------ DATA PROVIDED

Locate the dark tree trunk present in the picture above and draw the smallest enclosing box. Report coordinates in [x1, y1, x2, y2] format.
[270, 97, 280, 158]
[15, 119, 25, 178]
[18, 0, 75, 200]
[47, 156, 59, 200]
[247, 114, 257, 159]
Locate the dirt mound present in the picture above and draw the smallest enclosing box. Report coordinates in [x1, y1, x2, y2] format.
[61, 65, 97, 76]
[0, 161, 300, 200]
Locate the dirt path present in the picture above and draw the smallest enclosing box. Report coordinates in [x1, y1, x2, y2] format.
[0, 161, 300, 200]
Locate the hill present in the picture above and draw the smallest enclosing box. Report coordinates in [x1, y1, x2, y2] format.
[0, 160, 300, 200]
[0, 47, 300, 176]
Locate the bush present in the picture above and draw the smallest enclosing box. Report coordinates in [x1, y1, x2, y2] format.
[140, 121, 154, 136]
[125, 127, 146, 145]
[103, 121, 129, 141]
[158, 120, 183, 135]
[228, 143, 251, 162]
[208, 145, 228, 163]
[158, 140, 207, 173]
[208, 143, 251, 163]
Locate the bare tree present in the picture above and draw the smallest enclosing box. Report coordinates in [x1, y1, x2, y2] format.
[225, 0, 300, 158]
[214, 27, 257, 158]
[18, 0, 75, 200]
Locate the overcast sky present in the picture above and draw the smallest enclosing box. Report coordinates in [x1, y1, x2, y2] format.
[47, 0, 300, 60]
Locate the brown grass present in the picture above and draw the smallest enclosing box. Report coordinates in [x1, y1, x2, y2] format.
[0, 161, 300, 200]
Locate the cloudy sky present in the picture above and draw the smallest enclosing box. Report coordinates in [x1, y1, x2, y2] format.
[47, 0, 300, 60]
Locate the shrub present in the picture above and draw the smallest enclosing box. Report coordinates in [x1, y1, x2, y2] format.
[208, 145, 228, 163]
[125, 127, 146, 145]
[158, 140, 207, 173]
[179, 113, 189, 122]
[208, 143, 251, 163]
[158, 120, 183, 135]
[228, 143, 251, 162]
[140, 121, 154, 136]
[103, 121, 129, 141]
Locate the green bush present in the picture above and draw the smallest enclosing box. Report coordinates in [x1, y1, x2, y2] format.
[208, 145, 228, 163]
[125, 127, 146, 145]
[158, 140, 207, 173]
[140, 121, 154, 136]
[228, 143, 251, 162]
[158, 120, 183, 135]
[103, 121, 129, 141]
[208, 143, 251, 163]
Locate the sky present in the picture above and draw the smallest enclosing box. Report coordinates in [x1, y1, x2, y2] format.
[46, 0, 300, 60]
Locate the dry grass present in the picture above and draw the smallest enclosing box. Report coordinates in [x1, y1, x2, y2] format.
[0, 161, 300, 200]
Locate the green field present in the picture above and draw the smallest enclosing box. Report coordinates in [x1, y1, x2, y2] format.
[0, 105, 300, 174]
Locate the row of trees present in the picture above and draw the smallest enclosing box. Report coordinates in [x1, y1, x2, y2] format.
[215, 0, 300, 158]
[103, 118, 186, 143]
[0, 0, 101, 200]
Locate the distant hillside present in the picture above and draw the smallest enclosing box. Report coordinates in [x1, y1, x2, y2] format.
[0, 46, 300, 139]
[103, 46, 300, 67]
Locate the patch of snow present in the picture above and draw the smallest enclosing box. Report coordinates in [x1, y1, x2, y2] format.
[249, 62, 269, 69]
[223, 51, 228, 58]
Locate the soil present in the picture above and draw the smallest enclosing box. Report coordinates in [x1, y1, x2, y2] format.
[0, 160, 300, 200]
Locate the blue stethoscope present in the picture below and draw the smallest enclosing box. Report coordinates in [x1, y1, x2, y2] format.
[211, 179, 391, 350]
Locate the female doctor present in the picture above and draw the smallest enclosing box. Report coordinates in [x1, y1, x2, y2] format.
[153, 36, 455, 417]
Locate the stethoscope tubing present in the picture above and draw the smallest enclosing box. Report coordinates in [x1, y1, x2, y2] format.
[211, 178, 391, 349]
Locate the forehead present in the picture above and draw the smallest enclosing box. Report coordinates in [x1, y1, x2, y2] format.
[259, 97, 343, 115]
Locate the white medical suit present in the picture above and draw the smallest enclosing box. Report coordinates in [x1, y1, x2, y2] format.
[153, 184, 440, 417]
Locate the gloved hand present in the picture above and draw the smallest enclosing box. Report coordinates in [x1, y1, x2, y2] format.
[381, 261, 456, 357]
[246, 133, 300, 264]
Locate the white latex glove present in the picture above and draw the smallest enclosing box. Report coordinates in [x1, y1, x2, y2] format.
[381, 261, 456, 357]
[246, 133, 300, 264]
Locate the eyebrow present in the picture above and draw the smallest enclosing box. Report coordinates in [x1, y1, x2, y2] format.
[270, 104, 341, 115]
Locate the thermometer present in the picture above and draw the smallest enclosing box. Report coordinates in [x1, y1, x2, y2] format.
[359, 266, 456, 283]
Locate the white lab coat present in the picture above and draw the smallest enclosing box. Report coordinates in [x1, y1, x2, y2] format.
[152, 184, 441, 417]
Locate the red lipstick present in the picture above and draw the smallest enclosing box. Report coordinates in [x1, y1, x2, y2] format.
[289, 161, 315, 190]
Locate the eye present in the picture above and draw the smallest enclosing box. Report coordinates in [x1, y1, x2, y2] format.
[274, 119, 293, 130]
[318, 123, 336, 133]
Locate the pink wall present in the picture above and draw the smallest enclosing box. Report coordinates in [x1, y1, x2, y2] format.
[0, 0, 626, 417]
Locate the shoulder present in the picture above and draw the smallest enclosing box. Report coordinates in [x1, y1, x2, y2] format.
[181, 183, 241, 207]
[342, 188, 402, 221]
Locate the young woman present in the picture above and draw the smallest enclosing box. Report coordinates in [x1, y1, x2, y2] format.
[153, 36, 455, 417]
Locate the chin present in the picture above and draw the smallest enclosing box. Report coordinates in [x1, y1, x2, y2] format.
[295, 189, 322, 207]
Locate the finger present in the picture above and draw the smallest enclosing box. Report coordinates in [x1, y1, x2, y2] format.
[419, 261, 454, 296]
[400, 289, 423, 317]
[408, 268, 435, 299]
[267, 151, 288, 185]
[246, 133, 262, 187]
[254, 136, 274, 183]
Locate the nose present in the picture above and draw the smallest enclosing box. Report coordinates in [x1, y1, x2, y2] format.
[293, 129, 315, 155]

------------

-- EXERCISE TASK --
Rescale the entries starting with the line that contains "Locate the gloved" and going on through the line that contains "[254, 136, 274, 183]", both included. Write out every one of those lines again, keeping the text lines unchanged and multiplying each bounding box coordinate by 1.8, rounded to whole numbers with halves rounded up.

-- ANSWER TO THE TASK --
Locate the gloved hand present in the picture above and draw the smallest enclosing box. Report coordinates in [x1, y1, x2, y2] format.
[686, 470, 821, 643]
[443, 239, 540, 475]
Locate the white latex glove present in the picture above and draw the smallest enclosing box. Report coordinates in [x1, y1, x2, y2] format.
[686, 470, 821, 643]
[443, 239, 540, 475]
Locate the eyebrow present in the picture above and draw the smallest enclosing box. Report coordinates in [x1, y1, x2, y2] format.
[486, 187, 614, 207]
Locate the thermometer present in the picture above and draw the smallest enclosing box. Report coordinates in [x1, y1, x2, y2] format.
[646, 479, 821, 509]
Locate the white lab coat present in the picture above and draw the smallest enclosing box. Report coordinates in [x1, y1, x2, y2] format.
[274, 331, 794, 751]
Locate the red lipstick present in the picture above and draw the smallest enclosing box. Report coordinates in [x1, y1, x2, y2] format.
[520, 290, 567, 342]
Locate the eye present in the picture above and draw the smallest enclosing box. Report coordinates in [x1, y1, x2, y2] format.
[493, 214, 527, 234]
[572, 221, 605, 239]
Locate the pink wall present in the picture above and draw the smallest enclosing box. Report coordinates in [x1, y1, x2, y2] format.
[0, 0, 1127, 751]
Locate the shoulder present in the picture above and draw the smallest enclosing box. Report coordinates in [x1, y1, x2, y2] format.
[326, 329, 434, 373]
[616, 338, 724, 398]
Locate the young woman present in the picture above and draw the smallest enclosing box. Report coordinates in [x1, y1, x2, y2] format.
[275, 65, 819, 751]
Locate the chin present in the picture above and draw the smallest enclosing box. Report coordinates in [x1, y1, x2, y2] format.
[531, 340, 580, 373]
Locate the finger present in the picture above and draw the smallest enclosing box. Report coordinates in [x1, y1, x2, y2] format.
[754, 470, 817, 533]
[720, 520, 761, 571]
[734, 482, 783, 538]
[481, 272, 518, 333]
[443, 239, 472, 337]
[457, 245, 493, 329]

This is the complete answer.